# Your task:
Every line of the records below that holds the word "outline" belongs in the answer.

========================================

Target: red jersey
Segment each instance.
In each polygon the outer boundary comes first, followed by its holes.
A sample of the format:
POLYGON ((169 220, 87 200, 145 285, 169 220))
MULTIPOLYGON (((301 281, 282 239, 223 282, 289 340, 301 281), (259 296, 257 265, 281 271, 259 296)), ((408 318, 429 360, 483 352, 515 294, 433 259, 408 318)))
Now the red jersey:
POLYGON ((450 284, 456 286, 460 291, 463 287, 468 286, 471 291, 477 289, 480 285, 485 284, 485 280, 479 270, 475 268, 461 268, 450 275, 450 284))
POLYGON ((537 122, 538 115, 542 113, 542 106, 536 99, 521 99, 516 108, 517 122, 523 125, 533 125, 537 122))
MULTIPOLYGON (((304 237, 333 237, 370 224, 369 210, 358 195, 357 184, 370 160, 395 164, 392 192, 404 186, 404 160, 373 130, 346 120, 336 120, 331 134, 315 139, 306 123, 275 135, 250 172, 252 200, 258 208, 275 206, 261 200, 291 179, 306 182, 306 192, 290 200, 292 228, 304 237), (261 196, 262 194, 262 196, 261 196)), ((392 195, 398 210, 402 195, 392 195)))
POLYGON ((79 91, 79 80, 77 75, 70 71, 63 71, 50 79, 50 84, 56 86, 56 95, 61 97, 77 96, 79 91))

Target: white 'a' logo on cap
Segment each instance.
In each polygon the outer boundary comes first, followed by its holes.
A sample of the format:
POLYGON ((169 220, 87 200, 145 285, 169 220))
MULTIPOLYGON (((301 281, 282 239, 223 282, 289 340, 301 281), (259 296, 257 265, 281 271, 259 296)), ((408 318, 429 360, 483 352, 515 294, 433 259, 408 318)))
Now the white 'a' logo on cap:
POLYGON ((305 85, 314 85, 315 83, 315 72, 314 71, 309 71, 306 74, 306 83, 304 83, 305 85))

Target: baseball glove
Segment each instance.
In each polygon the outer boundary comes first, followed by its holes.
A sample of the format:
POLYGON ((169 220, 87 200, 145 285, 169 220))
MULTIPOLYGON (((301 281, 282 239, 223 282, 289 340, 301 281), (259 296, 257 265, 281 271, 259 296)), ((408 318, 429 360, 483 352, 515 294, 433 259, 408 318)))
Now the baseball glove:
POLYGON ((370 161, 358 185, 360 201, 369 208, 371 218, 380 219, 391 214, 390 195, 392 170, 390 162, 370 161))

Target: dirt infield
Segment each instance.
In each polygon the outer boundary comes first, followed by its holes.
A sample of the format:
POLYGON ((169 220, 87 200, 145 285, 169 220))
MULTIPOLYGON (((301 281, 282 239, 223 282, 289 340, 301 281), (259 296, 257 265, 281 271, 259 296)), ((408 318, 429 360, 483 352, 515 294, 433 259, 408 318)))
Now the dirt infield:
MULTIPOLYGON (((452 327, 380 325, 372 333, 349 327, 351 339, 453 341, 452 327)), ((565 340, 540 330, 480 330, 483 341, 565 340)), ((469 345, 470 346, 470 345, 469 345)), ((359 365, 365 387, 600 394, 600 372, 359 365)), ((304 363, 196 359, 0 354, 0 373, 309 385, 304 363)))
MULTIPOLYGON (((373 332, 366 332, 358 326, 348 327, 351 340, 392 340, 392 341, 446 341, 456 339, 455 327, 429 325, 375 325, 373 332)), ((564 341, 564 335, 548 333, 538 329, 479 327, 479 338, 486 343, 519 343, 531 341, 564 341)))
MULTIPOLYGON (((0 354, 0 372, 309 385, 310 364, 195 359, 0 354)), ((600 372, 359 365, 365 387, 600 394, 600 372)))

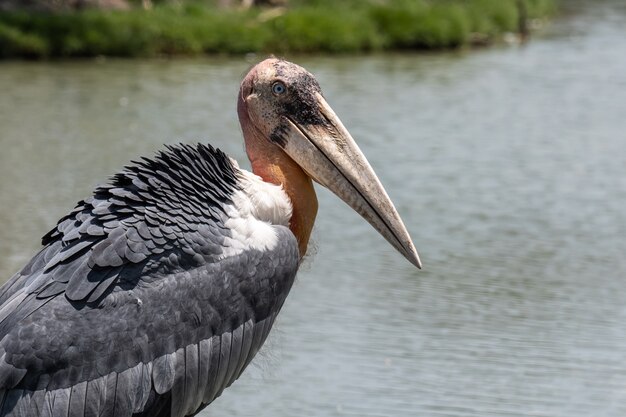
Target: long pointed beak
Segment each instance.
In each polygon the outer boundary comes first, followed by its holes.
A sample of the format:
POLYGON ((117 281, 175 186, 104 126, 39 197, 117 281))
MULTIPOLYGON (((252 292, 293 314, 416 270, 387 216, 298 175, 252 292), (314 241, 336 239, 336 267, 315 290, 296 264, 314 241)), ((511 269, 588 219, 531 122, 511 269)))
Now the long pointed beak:
POLYGON ((284 151, 421 268, 411 237, 376 173, 322 95, 316 93, 316 99, 326 123, 304 125, 288 119, 284 151))

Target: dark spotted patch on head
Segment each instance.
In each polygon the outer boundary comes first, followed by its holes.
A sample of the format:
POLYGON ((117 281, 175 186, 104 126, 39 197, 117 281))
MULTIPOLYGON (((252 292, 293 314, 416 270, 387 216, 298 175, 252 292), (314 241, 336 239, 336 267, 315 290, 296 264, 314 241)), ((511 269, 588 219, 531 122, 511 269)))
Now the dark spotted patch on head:
POLYGON ((283 102, 285 116, 296 123, 326 124, 318 108, 315 94, 322 94, 317 80, 304 68, 286 61, 274 63, 276 75, 287 85, 287 97, 283 102))
POLYGON ((287 126, 280 125, 270 134, 270 140, 284 148, 287 145, 287 126))

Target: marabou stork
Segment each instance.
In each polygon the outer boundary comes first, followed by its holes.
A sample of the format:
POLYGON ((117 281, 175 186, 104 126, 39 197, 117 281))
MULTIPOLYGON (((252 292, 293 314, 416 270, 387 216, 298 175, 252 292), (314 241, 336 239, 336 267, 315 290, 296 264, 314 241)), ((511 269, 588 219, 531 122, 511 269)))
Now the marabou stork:
POLYGON ((329 188, 420 266, 315 78, 278 59, 241 83, 250 173, 205 145, 116 174, 0 289, 0 416, 194 415, 235 381, 293 284, 329 188))

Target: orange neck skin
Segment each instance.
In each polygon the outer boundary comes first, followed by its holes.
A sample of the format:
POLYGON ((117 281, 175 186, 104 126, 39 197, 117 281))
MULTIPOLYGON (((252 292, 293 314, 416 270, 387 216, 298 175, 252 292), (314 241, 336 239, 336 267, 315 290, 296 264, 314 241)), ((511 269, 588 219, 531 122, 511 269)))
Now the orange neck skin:
POLYGON ((247 115, 240 114, 239 117, 252 172, 265 182, 281 185, 291 200, 293 212, 289 220, 289 229, 298 240, 302 259, 306 254, 317 215, 317 196, 313 182, 282 149, 263 137, 247 115))

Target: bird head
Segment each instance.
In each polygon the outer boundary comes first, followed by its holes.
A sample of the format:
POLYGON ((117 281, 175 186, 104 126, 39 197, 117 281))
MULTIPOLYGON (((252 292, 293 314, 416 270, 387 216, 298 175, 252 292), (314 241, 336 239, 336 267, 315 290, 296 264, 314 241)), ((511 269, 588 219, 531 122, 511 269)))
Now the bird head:
POLYGON ((246 141, 254 137, 260 146, 286 154, 421 267, 391 199, 312 74, 291 62, 266 59, 242 81, 237 111, 246 141))

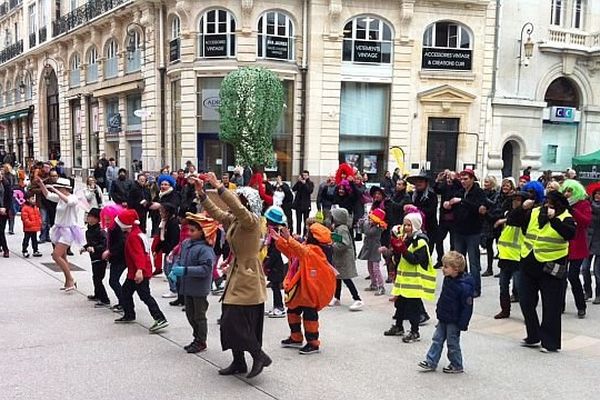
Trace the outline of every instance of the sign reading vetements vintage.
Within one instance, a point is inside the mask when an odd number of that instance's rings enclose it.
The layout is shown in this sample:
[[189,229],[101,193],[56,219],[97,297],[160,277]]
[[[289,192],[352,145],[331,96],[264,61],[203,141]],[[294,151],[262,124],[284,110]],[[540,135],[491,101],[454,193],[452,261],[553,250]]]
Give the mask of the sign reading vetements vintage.
[[470,71],[472,55],[472,50],[424,47],[421,66],[423,69]]
[[226,57],[227,35],[206,35],[204,37],[204,57]]
[[288,38],[267,36],[267,58],[287,60],[289,58]]
[[354,61],[366,63],[381,62],[381,43],[363,40],[354,41]]

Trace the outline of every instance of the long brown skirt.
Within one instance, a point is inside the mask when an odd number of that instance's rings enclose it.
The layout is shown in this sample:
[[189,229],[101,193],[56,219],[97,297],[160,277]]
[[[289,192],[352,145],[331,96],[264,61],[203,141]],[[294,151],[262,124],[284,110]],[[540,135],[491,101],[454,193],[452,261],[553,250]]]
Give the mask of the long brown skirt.
[[223,304],[221,347],[223,351],[257,352],[262,348],[265,304],[242,306]]

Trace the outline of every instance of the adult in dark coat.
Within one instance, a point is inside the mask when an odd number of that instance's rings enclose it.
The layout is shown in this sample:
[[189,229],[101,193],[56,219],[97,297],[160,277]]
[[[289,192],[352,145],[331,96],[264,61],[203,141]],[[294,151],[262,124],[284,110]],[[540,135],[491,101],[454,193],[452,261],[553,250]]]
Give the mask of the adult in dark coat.
[[[429,185],[429,177],[424,174],[409,176],[407,181],[415,186],[412,194],[412,204],[415,205],[425,215],[425,233],[429,238],[429,243],[435,243],[438,235],[437,207],[438,198],[435,191]],[[434,246],[429,248],[433,254]],[[442,260],[444,254],[438,253],[438,260]]]
[[[283,200],[281,202],[281,209],[285,214],[285,218],[287,220],[287,226],[290,231],[294,230],[294,221],[292,219],[292,207],[294,204],[294,193],[292,192],[292,188],[290,185],[285,183],[281,177],[281,175],[277,176],[277,181],[274,185],[275,192],[283,192]],[[275,198],[275,194],[273,194],[273,198]]]
[[115,203],[126,206],[131,186],[132,182],[127,178],[127,170],[119,169],[119,178],[110,186],[110,197]]
[[315,185],[310,180],[310,173],[306,170],[302,171],[298,181],[292,187],[292,191],[296,192],[292,208],[296,210],[296,233],[298,235],[302,235],[302,225],[310,214],[310,196],[313,190],[315,190]]
[[379,184],[383,189],[386,197],[392,197],[394,195],[394,181],[392,180],[392,173],[385,171],[385,175]]
[[152,204],[152,197],[146,183],[146,175],[139,174],[137,180],[131,185],[131,189],[127,195],[127,208],[132,208],[138,213],[140,229],[144,233],[146,233],[148,222],[148,208]]
[[[381,235],[381,245],[384,247],[390,247],[390,230],[396,226],[401,225],[404,222],[404,206],[411,204],[412,199],[406,192],[406,181],[404,179],[398,179],[394,195],[385,201],[385,216],[388,224],[386,229]],[[388,278],[386,283],[392,283],[393,277],[396,276],[396,268],[398,264],[392,259],[392,253],[389,252],[385,257],[385,264],[387,267]]]
[[327,181],[319,185],[317,194],[317,210],[323,212],[325,221],[331,220],[331,206],[335,200],[335,175],[330,175]]
[[[440,219],[438,224],[437,240],[435,248],[437,254],[444,254],[444,240],[450,235],[450,250],[454,250],[454,211],[445,209],[443,204],[446,201],[458,196],[461,189],[460,181],[456,179],[456,174],[452,171],[440,172],[434,184],[435,193],[440,195]],[[435,268],[442,267],[442,260],[438,258]]]

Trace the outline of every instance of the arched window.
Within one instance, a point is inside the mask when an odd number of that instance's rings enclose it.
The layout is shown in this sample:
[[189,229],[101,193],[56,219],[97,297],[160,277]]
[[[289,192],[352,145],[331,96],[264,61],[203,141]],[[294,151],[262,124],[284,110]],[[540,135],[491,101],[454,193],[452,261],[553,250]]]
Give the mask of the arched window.
[[81,74],[79,68],[81,67],[81,58],[79,53],[73,54],[71,57],[71,70],[69,71],[69,87],[78,87],[81,82]]
[[[22,98],[20,83],[21,83],[21,80],[17,77],[17,79],[15,79],[15,86],[14,86],[15,87],[15,104],[20,103],[21,98]],[[25,93],[23,93],[23,94],[25,94]]]
[[563,0],[551,0],[550,24],[562,26],[563,22]]
[[287,14],[268,11],[258,19],[258,57],[294,59],[294,24]]
[[573,0],[571,26],[575,29],[583,29],[584,4],[583,0]]
[[106,63],[104,64],[104,78],[114,78],[119,73],[119,46],[110,39],[106,44]]
[[181,36],[181,20],[176,15],[173,17],[173,21],[171,21],[171,40],[179,39]]
[[127,35],[127,73],[139,71],[141,68],[142,35],[139,31],[133,30]]
[[438,21],[423,33],[423,69],[470,71],[472,52],[469,28],[459,23]]
[[2,85],[0,84],[0,108],[4,107],[4,93],[2,93]]
[[12,83],[10,81],[6,82],[6,106],[10,107],[13,105],[13,91],[12,91]]
[[98,50],[95,46],[92,46],[88,50],[87,54],[87,82],[97,82],[98,81]]
[[181,20],[178,16],[171,21],[171,41],[169,42],[169,61],[179,61],[181,57]]
[[392,28],[370,16],[353,18],[344,26],[343,60],[358,63],[392,62]]
[[198,56],[235,57],[235,19],[226,10],[210,10],[200,18]]
[[33,85],[28,74],[26,74],[25,78],[23,79],[23,83],[25,84],[25,100],[31,100],[33,97]]

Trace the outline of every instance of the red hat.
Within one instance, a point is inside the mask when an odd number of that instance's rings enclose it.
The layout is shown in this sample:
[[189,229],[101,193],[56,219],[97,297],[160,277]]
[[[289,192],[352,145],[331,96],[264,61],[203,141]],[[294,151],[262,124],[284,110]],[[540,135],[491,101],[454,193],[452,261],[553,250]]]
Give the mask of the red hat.
[[140,224],[138,213],[130,208],[120,213],[117,218],[115,218],[115,222],[121,228],[131,228],[133,225]]
[[520,181],[525,181],[525,182],[529,182],[531,180],[531,177],[529,175],[522,175],[519,178]]
[[312,237],[317,240],[317,242],[327,246],[333,243],[331,240],[331,231],[318,222],[312,224],[308,230],[310,231]]
[[369,213],[369,218],[383,229],[387,228],[387,223],[385,222],[385,211],[383,211],[381,208],[371,210]]
[[473,171],[472,169],[465,169],[463,171],[460,172],[460,174],[458,174],[460,176],[463,175],[469,175],[471,178],[475,178],[475,171]]
[[590,183],[586,188],[586,192],[590,197],[593,196],[594,193],[600,192],[600,182]]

========================================

# Expected output:
Trace the outline of every instance of the sign reading vetements vintage.
Trace the outline of every instance of the long brown skirt.
Trace the outline of every instance of the adult in dark coat.
Trace the outline of every instance of the arched window.
Trace the outline of every instance of the red hat.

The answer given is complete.